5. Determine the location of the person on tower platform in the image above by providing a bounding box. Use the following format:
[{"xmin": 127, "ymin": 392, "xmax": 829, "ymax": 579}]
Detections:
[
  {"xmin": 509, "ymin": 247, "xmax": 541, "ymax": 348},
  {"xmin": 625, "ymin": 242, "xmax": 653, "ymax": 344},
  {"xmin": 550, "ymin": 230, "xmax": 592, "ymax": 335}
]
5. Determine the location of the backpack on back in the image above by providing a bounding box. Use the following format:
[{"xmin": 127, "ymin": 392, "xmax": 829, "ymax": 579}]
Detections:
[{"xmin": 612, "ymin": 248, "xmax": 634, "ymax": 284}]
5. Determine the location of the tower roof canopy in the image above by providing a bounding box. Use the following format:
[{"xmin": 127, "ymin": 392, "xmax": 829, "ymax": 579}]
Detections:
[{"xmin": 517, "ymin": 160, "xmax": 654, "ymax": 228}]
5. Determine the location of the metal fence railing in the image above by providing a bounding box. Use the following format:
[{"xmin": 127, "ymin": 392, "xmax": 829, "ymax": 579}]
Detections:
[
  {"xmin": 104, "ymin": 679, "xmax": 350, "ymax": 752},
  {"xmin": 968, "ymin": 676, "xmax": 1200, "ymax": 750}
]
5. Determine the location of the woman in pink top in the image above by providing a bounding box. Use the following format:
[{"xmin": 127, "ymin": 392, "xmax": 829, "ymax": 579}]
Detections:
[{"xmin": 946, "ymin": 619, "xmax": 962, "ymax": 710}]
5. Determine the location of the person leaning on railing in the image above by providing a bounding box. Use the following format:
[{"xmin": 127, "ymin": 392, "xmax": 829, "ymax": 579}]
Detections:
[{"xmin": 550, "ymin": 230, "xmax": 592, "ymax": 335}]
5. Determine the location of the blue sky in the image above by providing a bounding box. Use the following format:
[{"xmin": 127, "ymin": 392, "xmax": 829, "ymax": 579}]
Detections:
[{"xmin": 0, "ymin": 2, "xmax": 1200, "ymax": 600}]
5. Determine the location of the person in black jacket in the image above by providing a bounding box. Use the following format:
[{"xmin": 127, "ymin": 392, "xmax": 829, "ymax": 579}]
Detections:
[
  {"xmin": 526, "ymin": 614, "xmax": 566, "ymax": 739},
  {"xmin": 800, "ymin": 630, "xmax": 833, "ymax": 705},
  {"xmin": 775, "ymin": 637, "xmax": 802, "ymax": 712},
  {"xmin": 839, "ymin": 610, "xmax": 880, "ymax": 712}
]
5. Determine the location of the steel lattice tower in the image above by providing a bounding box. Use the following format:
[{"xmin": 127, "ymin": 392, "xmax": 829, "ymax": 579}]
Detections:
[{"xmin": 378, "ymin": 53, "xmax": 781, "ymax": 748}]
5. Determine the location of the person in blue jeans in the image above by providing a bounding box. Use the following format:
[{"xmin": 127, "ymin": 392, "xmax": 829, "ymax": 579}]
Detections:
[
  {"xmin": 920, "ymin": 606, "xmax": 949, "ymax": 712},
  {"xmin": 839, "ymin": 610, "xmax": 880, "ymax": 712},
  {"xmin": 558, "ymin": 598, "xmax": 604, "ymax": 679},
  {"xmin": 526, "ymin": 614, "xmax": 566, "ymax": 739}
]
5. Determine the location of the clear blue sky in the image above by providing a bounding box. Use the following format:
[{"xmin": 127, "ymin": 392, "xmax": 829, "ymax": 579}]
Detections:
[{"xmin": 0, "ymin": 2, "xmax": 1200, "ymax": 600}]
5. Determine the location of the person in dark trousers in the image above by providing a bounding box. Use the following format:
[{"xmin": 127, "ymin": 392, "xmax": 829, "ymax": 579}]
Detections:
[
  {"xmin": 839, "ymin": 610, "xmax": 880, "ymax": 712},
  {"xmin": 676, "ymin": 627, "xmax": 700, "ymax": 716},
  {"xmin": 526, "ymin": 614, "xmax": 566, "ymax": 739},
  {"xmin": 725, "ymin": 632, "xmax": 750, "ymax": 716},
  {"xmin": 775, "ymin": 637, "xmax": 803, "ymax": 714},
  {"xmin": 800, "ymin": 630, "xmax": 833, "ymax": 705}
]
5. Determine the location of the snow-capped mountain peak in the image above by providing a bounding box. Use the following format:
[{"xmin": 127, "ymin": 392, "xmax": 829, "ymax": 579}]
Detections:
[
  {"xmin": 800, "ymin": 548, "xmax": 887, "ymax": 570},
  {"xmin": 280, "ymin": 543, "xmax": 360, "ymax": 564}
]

....................

WORK TO BE COMPLETED
Extract each line of the material above that contains the string "railing", matching case exactly.

RESULT FOR THIS TASK
5. Determine the location of the metal fence railing in the image above by providing a bounding box. Use the following format:
5. Determine the location of the person leaning on railing in the image above by providing a bounding box. Use the following format:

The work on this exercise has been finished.